▶ _Excerpt provided_:
==============================
Clashes on Hrushevskoho Street began on January 19, when the traditional Sunday viche [public assembly] grew into a march of protesters to the Verkhovna Rada. The entrance to the government quarter was blocked by the Berkut riot police officers. A serious confrontation began: Euromaidan protesters overturned buses used by police, threw bottles filled with gasoline and cobblestones at Berkut officers. Tires were set on fire to fill the streets with smoke; overturned buses began to burn. In response, Berkut officers used tear gas and traumatic weapons, threw flash-bang grenades and then used water cannons against protesters.
The clashes on Hrushevskoho Street, which lasted with varying activity for more than two days, ended on January 21 when the clergy took to the streets. Standing between Euromaidan activists and law enforcement officers, they began to pray, calling on the parties to end the conflict and repent. Thus, changing each other, the priests managed to keep the opposite sides from violent confrontation over the period of 24 hours.
==============================
▶ _Prompt 1_:
Rewrite the stretch of the Hrushevskoho Street account from "The clashes on" through "of 24 hours.", changing "clergy" to "monks".
▶ _Prompt 2_:
According to the Hrushevskoho Street account, how long did the priests keep the opposite sides from violent confrontation?
==============================
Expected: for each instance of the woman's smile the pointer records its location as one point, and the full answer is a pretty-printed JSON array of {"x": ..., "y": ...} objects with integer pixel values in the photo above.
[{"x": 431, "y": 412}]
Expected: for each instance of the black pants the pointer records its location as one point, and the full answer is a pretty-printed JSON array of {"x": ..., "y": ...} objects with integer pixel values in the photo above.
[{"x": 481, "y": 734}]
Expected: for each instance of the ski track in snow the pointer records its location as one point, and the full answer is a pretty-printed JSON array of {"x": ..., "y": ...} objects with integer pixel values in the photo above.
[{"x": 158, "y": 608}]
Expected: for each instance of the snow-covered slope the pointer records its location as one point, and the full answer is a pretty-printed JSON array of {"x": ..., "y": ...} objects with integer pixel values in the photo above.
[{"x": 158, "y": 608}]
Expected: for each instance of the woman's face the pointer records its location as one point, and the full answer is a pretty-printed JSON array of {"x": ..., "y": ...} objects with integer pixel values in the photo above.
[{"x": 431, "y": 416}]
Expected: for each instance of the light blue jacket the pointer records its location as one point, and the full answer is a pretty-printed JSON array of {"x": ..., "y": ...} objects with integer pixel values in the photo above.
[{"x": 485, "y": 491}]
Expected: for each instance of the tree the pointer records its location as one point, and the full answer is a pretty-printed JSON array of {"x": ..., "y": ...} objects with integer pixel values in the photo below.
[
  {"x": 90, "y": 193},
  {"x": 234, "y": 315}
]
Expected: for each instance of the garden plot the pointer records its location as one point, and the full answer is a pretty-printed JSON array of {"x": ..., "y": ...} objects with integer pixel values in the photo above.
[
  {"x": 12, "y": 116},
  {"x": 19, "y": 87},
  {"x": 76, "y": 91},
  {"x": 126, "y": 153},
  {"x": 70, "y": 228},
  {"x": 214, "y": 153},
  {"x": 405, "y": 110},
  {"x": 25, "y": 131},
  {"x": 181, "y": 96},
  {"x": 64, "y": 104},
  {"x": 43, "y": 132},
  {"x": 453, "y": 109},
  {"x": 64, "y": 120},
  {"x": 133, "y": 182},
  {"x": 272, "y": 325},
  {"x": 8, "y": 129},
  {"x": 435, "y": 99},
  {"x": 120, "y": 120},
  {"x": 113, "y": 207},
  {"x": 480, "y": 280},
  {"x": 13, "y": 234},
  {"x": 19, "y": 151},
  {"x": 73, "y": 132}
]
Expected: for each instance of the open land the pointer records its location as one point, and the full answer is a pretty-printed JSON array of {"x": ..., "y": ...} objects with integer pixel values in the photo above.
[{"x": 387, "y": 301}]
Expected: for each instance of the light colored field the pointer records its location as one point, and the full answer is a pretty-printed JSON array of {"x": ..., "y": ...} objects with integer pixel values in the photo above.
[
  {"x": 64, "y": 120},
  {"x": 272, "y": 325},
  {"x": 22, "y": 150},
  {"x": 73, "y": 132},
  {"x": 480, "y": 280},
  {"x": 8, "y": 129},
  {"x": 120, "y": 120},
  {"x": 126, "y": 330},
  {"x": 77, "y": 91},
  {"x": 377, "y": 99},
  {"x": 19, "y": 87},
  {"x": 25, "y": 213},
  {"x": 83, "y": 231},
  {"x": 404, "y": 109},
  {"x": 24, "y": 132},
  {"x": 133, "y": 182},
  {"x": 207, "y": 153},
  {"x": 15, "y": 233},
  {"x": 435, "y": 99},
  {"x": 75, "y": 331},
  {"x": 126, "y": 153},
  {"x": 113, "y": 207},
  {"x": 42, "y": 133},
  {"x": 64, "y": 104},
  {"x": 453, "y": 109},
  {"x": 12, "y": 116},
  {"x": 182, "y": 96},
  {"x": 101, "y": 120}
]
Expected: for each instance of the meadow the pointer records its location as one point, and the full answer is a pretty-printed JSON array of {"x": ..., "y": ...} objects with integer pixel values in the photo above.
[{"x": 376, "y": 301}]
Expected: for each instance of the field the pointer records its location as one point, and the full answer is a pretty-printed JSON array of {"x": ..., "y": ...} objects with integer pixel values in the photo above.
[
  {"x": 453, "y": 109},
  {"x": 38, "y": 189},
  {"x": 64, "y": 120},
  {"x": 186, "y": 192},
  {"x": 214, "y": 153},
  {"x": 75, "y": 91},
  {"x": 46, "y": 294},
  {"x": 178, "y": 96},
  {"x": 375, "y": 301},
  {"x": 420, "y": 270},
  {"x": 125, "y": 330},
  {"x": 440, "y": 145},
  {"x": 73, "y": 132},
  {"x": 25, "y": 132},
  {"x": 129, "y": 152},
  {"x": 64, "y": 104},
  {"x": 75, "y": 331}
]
==============================
▶ _Answer box 1_:
The clashes on Hrushevskoho Street, which lasted with varying activity for more than two days, ended on January 21 when the monks took to the streets. Standing between Euromaidan activists and law enforcement officers, they began to pray, calling on the parties to end the conflict and repent. Thus, changing each other, the priests managed to keep the opposite sides from violent confrontation over the period of 24 hours.

▶ _Answer box 2_:
24 hours.